▶ Exercise prompt
Pick out every line of the records that contains the word "white" and copy each one.

>> start Input

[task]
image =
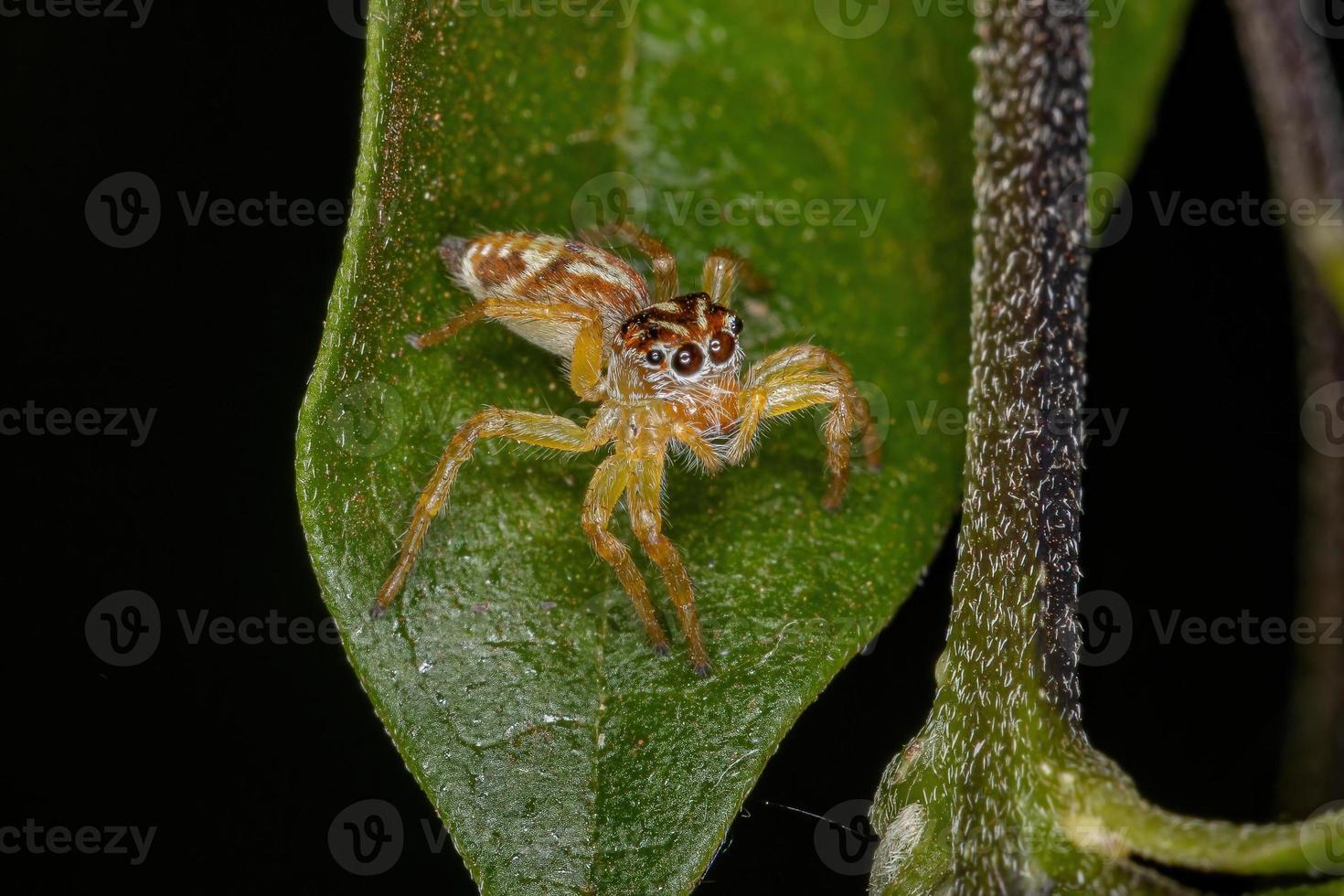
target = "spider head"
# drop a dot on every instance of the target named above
(683, 341)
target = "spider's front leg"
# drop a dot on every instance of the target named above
(612, 478)
(522, 426)
(644, 497)
(795, 378)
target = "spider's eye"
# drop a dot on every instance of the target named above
(687, 359)
(722, 347)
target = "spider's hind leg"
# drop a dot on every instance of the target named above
(543, 430)
(660, 257)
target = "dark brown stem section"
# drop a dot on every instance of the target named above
(1031, 255)
(1300, 113)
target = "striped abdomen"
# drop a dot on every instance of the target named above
(546, 271)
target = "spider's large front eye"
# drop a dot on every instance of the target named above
(688, 359)
(722, 347)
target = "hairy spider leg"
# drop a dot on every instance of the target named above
(661, 260)
(723, 268)
(586, 360)
(613, 475)
(644, 500)
(545, 430)
(800, 377)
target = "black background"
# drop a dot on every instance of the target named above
(242, 755)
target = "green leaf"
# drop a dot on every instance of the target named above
(560, 752)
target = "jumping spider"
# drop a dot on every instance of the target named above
(663, 372)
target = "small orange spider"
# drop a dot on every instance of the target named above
(664, 372)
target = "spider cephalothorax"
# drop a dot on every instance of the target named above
(666, 372)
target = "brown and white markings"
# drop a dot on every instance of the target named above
(664, 369)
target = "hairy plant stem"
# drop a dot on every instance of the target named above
(1000, 793)
(1303, 123)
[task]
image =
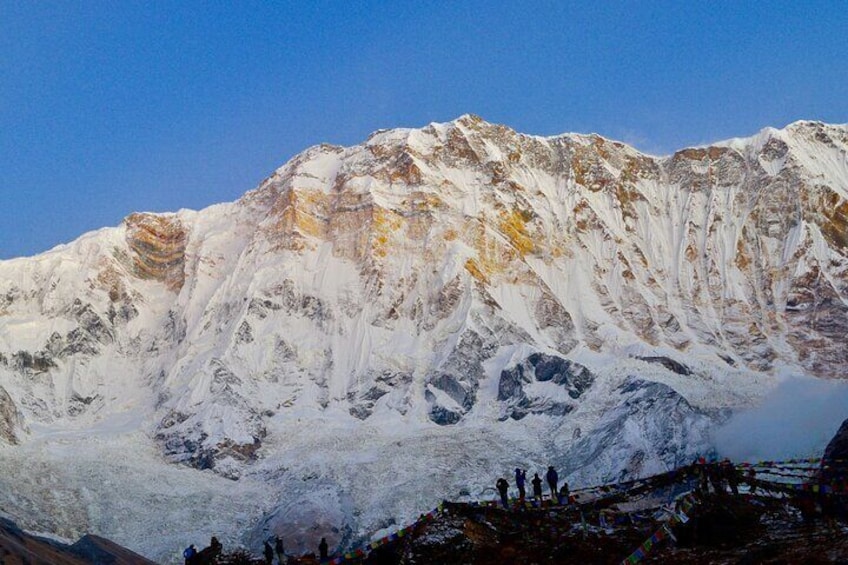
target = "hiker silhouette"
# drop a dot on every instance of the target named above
(537, 486)
(552, 478)
(323, 549)
(503, 488)
(278, 547)
(520, 480)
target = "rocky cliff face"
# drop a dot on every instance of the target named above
(461, 274)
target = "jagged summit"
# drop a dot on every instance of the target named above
(458, 288)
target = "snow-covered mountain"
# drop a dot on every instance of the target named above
(377, 327)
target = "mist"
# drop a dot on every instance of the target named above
(796, 420)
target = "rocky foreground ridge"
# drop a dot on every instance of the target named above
(564, 299)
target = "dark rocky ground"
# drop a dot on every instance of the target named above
(722, 529)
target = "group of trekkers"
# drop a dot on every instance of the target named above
(210, 555)
(206, 556)
(560, 495)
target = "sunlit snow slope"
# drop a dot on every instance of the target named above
(377, 327)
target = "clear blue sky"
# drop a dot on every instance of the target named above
(112, 107)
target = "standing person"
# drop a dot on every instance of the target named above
(552, 481)
(520, 479)
(269, 553)
(216, 548)
(189, 554)
(278, 546)
(503, 488)
(537, 486)
(564, 494)
(323, 549)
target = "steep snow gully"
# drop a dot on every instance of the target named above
(375, 328)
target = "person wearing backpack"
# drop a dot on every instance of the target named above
(189, 554)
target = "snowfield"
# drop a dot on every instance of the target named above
(379, 327)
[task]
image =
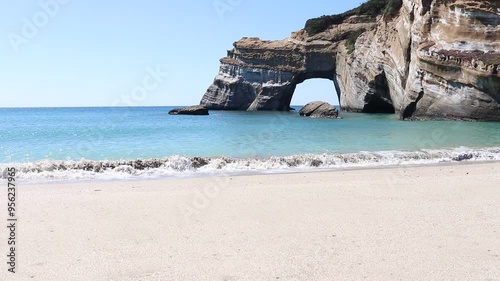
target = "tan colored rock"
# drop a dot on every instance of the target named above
(437, 59)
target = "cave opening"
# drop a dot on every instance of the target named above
(379, 100)
(318, 89)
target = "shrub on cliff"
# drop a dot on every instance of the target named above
(351, 40)
(371, 8)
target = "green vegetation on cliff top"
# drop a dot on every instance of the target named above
(370, 8)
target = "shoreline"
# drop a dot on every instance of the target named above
(264, 173)
(418, 223)
(178, 167)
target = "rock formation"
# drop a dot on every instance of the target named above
(319, 109)
(434, 59)
(190, 110)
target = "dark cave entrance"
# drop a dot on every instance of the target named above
(313, 90)
(379, 100)
(314, 86)
(376, 100)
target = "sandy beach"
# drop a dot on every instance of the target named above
(415, 223)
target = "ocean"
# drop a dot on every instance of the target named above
(103, 143)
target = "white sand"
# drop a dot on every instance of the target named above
(420, 223)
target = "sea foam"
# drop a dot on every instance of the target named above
(48, 171)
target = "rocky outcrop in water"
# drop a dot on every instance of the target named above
(319, 109)
(434, 59)
(190, 110)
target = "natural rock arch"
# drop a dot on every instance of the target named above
(411, 63)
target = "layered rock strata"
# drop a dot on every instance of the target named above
(436, 59)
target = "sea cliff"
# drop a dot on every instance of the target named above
(427, 59)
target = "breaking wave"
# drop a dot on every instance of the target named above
(47, 171)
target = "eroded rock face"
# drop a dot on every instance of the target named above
(319, 109)
(437, 59)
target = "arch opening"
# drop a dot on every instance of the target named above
(315, 89)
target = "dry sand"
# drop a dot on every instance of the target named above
(417, 223)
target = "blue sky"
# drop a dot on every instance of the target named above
(141, 53)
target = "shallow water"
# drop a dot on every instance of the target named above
(58, 140)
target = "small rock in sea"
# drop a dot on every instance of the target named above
(319, 109)
(190, 110)
(198, 162)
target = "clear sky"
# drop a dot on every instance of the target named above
(140, 53)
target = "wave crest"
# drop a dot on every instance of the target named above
(180, 166)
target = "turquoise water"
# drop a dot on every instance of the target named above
(48, 135)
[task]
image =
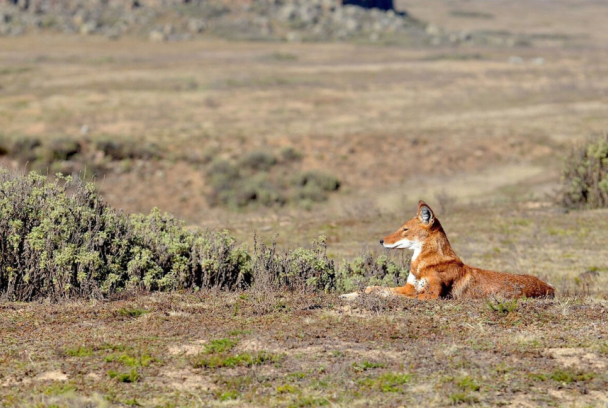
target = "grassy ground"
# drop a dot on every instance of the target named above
(475, 132)
(265, 349)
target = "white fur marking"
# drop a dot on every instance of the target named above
(407, 244)
(421, 284)
(350, 296)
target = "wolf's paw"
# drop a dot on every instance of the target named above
(379, 291)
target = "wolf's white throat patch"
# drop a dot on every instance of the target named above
(418, 284)
(407, 244)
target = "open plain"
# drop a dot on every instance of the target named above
(480, 133)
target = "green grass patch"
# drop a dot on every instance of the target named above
(388, 382)
(220, 346)
(463, 398)
(236, 360)
(467, 383)
(569, 376)
(367, 365)
(142, 360)
(309, 401)
(59, 389)
(229, 395)
(132, 312)
(129, 377)
(79, 351)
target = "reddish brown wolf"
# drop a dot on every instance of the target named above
(437, 272)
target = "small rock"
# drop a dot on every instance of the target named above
(88, 28)
(538, 61)
(196, 25)
(157, 36)
(514, 59)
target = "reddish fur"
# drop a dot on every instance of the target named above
(447, 276)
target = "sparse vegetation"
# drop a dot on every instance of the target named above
(259, 178)
(585, 175)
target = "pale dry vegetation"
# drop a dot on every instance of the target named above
(279, 144)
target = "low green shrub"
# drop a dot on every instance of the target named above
(59, 239)
(306, 269)
(585, 175)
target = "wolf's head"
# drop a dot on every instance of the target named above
(414, 232)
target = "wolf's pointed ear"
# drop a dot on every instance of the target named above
(425, 213)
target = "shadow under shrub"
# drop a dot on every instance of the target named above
(585, 176)
(59, 239)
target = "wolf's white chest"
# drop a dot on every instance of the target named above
(419, 284)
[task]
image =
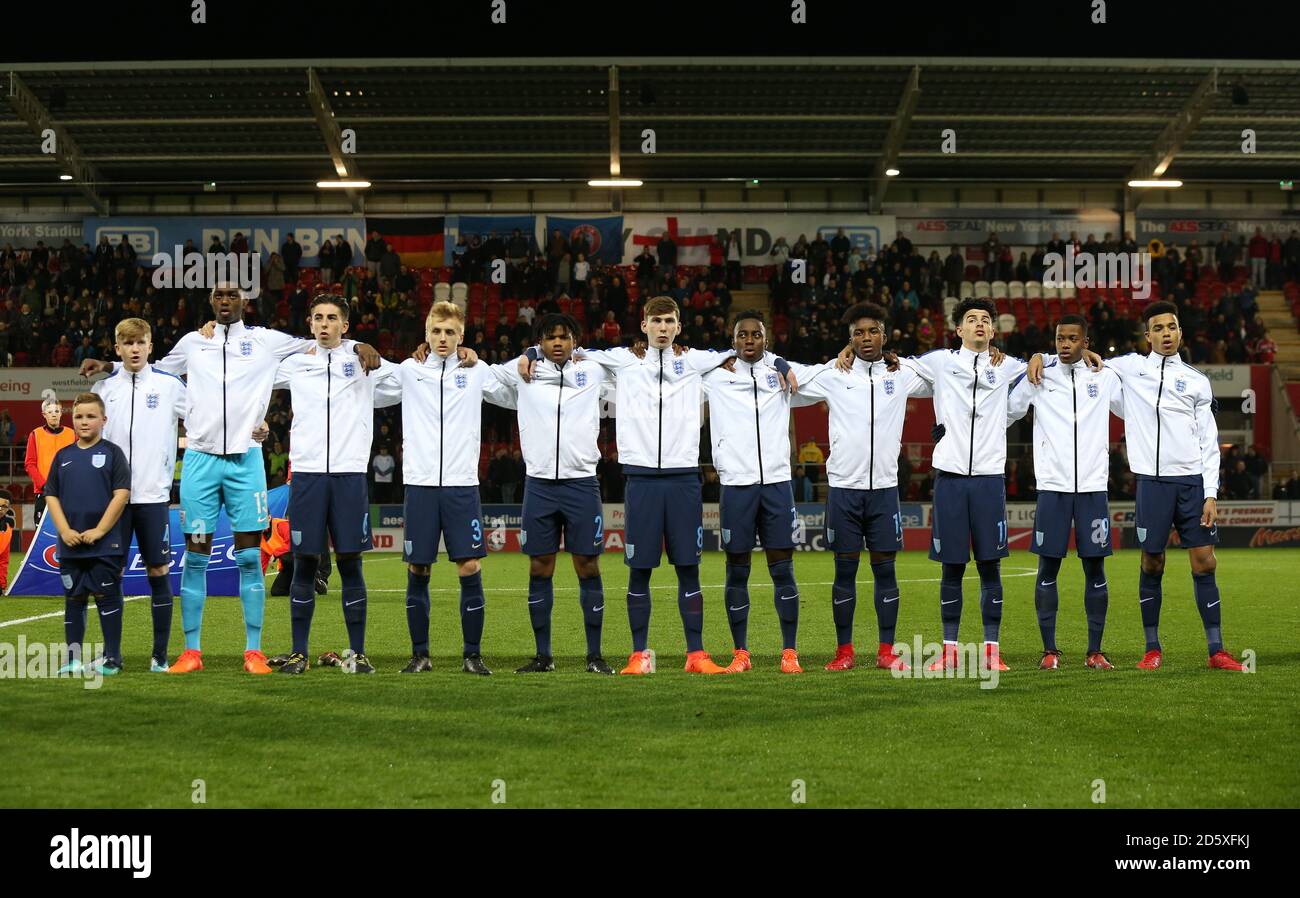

>> end Input

▶ Complete response
target = "brown and white markings"
target = "white sand"
target = "white fur marking"
target = "wolf's white throat patch"
target = "wolf's white chest"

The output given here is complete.